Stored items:
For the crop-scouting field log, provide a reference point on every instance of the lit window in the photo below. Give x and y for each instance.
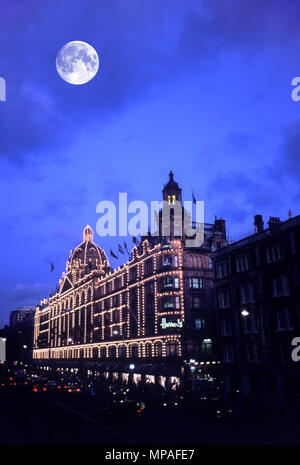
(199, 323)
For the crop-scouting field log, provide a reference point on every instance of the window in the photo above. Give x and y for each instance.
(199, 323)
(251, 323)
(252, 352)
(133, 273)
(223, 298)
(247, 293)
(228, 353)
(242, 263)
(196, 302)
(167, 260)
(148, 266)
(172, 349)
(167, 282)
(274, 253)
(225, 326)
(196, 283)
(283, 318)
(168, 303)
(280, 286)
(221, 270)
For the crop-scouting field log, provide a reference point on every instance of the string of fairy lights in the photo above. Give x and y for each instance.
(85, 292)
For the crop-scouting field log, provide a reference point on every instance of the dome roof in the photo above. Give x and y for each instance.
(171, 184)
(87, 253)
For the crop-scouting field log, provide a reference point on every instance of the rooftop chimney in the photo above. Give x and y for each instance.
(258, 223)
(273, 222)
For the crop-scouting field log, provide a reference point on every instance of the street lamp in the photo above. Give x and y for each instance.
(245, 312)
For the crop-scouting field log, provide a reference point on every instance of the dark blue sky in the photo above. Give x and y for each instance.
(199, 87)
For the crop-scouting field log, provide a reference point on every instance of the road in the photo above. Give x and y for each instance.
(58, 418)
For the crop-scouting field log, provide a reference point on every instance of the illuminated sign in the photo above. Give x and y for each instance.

• EXERCISE DESCRIPTION
Every entry is to be reproduced word for word, and no image is carried over.

• ANSWER TO THIS TASK
For the crop-scouting field log, provide a reference point on every instance of the lit window in the photo below. Give x and y for each instance.
(199, 323)
For the crop-scouting field log, provide a reference point on every instance of the window in the photo above. Give x and y for each instance.
(199, 323)
(251, 323)
(252, 352)
(133, 273)
(223, 298)
(247, 293)
(228, 353)
(242, 263)
(196, 302)
(167, 260)
(148, 266)
(172, 349)
(167, 282)
(274, 253)
(225, 326)
(196, 283)
(283, 318)
(168, 303)
(280, 286)
(221, 270)
For the crop-scouting field log, provide a reference point on every instance of the string of fairy lights in the photo above. Give x and y for each instance.
(85, 292)
For the crop-scouting field log, provide a reference point on every instance of the dome roof in the photo above. Give x and y for each instance.
(171, 184)
(87, 253)
For the crop-scouting field log, provide a reference point on every instance of the rooftop chimney in the photo above. Give x and y for each instance.
(258, 223)
(273, 222)
For the crop-scouting field log, provide a reference point on every instance of the street lamp in the photo above. Give x and y for each instance.
(245, 312)
For the crop-scouting field log, provide a reference point on every instance of the dark blue sky in the photo above. Give x and y for each instance.
(199, 87)
For the crop-scouting field log, provide a reference point on every instance of the road in the photo above. Give x and y for each instance.
(58, 418)
For the crop-scouting field log, provide a reference point on every instance of the illuminated sign in the photo above. Give x and y for each instance.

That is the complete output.